▶ _Exercise requirements_
Could the data below be copied exactly, minus the pictures?

***** Input records

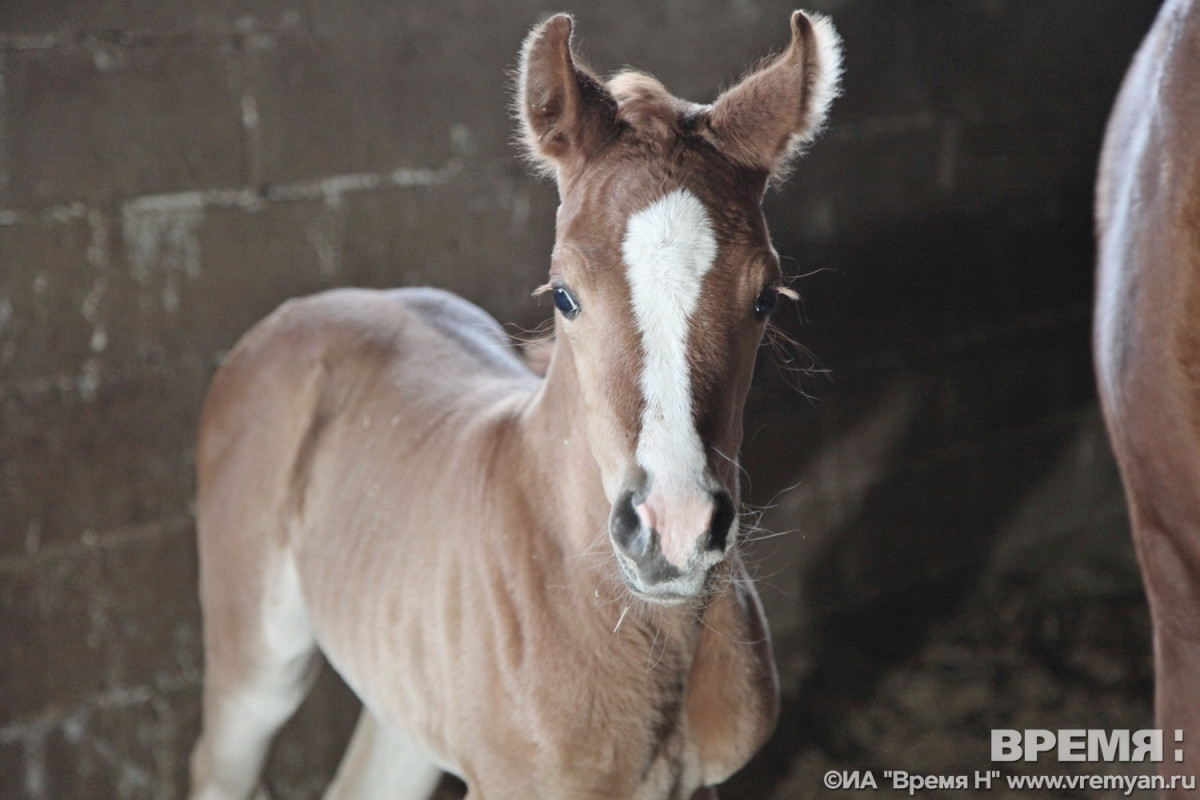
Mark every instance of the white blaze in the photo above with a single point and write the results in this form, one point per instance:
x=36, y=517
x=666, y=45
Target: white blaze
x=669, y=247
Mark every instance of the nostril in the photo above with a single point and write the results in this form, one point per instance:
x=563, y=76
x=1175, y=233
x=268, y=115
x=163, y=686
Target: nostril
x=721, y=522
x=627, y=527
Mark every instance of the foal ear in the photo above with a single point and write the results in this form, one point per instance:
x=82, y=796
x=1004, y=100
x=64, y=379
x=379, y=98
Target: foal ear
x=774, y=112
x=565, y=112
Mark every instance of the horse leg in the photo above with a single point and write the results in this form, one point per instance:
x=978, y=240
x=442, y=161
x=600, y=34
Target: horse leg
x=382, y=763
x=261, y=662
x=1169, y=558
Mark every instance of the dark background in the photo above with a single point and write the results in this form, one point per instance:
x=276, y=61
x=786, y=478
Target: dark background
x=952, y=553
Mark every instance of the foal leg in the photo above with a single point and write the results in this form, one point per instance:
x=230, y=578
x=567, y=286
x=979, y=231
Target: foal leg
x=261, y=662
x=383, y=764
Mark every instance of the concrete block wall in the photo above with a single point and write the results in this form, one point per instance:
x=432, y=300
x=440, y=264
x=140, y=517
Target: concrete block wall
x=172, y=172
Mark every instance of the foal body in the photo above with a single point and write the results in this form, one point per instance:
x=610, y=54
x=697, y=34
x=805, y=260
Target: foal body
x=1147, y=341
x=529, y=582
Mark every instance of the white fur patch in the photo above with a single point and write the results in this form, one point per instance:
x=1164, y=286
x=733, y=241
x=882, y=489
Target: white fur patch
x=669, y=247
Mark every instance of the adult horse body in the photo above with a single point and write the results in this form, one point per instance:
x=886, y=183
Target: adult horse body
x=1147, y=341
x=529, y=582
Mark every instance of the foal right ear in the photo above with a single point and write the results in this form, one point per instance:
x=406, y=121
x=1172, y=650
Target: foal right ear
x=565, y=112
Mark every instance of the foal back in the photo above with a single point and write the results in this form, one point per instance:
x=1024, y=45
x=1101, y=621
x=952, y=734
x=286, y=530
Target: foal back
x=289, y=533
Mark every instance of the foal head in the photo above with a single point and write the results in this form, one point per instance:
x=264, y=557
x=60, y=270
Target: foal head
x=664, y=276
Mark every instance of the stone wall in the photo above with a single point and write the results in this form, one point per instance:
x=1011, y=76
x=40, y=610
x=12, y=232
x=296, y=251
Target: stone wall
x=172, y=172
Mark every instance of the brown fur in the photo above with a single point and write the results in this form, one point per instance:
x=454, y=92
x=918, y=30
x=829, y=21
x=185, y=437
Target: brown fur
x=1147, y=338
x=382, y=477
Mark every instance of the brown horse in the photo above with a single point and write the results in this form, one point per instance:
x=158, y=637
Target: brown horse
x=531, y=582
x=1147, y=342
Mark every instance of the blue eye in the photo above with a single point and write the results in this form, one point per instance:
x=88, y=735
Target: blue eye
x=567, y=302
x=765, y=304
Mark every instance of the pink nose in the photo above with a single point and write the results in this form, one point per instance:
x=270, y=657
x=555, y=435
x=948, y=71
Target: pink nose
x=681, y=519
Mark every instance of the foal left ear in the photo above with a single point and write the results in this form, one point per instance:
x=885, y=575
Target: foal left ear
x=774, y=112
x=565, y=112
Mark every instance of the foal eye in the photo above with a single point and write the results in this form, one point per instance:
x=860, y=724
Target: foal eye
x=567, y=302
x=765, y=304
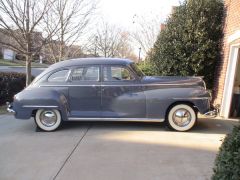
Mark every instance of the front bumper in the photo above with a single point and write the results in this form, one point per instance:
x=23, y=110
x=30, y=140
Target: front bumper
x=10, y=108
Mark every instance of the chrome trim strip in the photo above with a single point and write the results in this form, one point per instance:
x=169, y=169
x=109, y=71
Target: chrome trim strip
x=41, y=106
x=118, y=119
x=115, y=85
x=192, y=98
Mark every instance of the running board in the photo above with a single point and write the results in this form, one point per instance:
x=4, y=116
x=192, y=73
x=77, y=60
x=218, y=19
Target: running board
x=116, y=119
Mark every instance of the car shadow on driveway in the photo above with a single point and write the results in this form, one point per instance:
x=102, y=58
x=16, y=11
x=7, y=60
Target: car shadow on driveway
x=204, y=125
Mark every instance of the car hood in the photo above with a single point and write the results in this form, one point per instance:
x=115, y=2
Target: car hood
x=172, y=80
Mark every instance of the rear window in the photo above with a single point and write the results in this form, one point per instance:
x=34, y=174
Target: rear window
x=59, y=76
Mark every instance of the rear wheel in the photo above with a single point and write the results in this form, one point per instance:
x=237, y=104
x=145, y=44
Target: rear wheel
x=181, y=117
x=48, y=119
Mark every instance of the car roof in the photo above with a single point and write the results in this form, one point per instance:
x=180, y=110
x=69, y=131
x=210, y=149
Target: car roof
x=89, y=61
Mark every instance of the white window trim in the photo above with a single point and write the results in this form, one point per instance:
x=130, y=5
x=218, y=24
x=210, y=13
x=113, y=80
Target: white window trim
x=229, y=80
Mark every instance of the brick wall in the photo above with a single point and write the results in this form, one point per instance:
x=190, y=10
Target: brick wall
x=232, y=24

**********

▶ _Reply to the exercise_
Mark every instance of the white blaze in the photo above with a single point and write the results in this form, one point per instance:
x=36, y=517
x=666, y=45
Target: white blaze
x=669, y=247
Mark every instance of the nostril in the photo above with a single point and write the results in this form, one point per instance:
x=563, y=76
x=1175, y=233
x=268, y=115
x=163, y=686
Target: nostril
x=721, y=522
x=627, y=527
Mark every instance of the foal ear in the photo above with a single point and write the results in this form, one point per instance:
x=82, y=796
x=1004, y=100
x=64, y=379
x=379, y=98
Target: foal ear
x=774, y=112
x=565, y=112
Mark every instance of the horse leg in the photo above with a single point and write the results in this form, one point per instance:
x=978, y=240
x=442, y=161
x=600, y=34
Target: horse leg
x=382, y=763
x=261, y=662
x=1169, y=558
Mark every instance of the dark background in the photo above with a single point and write the results in this form, one point per instance:
x=276, y=61
x=786, y=478
Target: dark background
x=952, y=553
Mark every instance of the foal leg in the photo above with a single point and write the results in this form, one point per instance:
x=230, y=578
x=567, y=286
x=979, y=231
Target: foal leg
x=261, y=662
x=383, y=764
Mark every instance of the concrete block wall in the photo above with a single point and write the results in this form, one point per instance:
x=432, y=300
x=440, y=264
x=140, y=517
Target: concrete block wall
x=172, y=172
Mark every instance of the foal body in the photo above with a single point and write the results in this form, one point per instance:
x=610, y=54
x=697, y=34
x=805, y=260
Target: foal body
x=1147, y=341
x=529, y=582
Mark every instance of the white fur patch in the photo above with a single point and write the results in this form, one point per instance:
x=1164, y=286
x=733, y=241
x=882, y=489
Target: white fur patch
x=669, y=247
Mark every instance of the adult horse body in the photo above with a single point and write the results in this form, one point per instance:
x=886, y=183
Target: adult horse body
x=1147, y=341
x=529, y=582
Mark every instance of the foal right ear in the photo above with a single point and write the results in this form, one point per instance:
x=406, y=121
x=1172, y=650
Target: foal right ear
x=565, y=112
Mark every instance of the foal back in the photo above with a single point and write the results in this form, one point per instance:
x=1024, y=45
x=1101, y=621
x=952, y=734
x=286, y=530
Target: foal back
x=289, y=533
Mark every instance of the foal head in the photo above with a single point and write the results in this form, one point per instance:
x=264, y=557
x=60, y=270
Target: foal head
x=664, y=276
Mark every instance of the stone wall in the photo above with a single point and write the results in this form, one point per instance:
x=1011, y=76
x=40, y=610
x=12, y=232
x=296, y=251
Target: stone wall
x=172, y=172
Mark every instance of the brown fur in the photo above with a single point and write the results in this form, one point per instance:
x=454, y=92
x=918, y=30
x=829, y=21
x=185, y=437
Target: brown fur
x=1147, y=338
x=382, y=477
Mark every instance of the brown horse in the photo above with a single point and write the results in this form, one point per instance:
x=158, y=637
Target: brown horse
x=531, y=582
x=1147, y=342
Mark every instance of the blue eye in the photo above with a single point and write the results in this form, one point per instance:
x=88, y=735
Target: blue eye
x=567, y=302
x=765, y=304
Mark every instance of the pink nose in the photo above with a single point and write the results in this form, one point per instance:
x=270, y=657
x=555, y=435
x=948, y=71
Target: pink nose
x=681, y=519
Mark every instance of the foal left ear in the photo above with a single point and write the results in this form, one point per instance:
x=885, y=575
Target: foal left ear
x=774, y=112
x=565, y=112
Mark every instance of the foal eye in the photo above with a single point and write the results in this form, one point per instance:
x=860, y=724
Target: foal eye
x=567, y=302
x=765, y=304
Mark every instance of the front bumper in the photo above with a single point and write the results in this form, one point per instance:
x=23, y=110
x=30, y=140
Target: front bumper
x=10, y=108
Mark every instance of the chrome trim strip in the photo above with a single point and write the results in this form, one point per instance:
x=169, y=169
x=109, y=71
Target: chrome trim strip
x=41, y=106
x=118, y=119
x=115, y=85
x=192, y=98
Mark every instance of the running board in the photo above with a single point and write the results in this form, one point per instance:
x=4, y=116
x=192, y=73
x=77, y=60
x=218, y=19
Target: running board
x=116, y=119
Mark every instance of the car shadow on driveway in the photo above with a single point and write the results in this form, one point per instance:
x=102, y=58
x=16, y=11
x=7, y=60
Target: car shadow on driveway
x=204, y=125
Mark every instance of the car hood in the photo above with a single point and write the results in this form, one point per instance:
x=115, y=2
Target: car hood
x=172, y=80
Mark every instance of the rear window in the photo above with a single point and write the results in this form, one point per instance:
x=34, y=174
Target: rear window
x=59, y=76
Mark every instance of the rear wheel in the photo above with a single point and write the results in this form, one point per instance:
x=237, y=104
x=145, y=44
Target: rear wheel
x=181, y=117
x=48, y=119
Mark every instance of the car roof in the photo above with a single point and write the results in this form, one point per instance:
x=180, y=110
x=69, y=131
x=210, y=149
Target: car roof
x=89, y=61
Mark every instance of the white window trim in the photo above with a single point and write the results in this form, one point per instance:
x=130, y=5
x=218, y=24
x=210, y=13
x=113, y=80
Target: white window trim
x=229, y=80
Mark every instance of the brick wall in the photo above with a single point and write the results in this form, one point per instance:
x=190, y=10
Target: brick wall
x=232, y=24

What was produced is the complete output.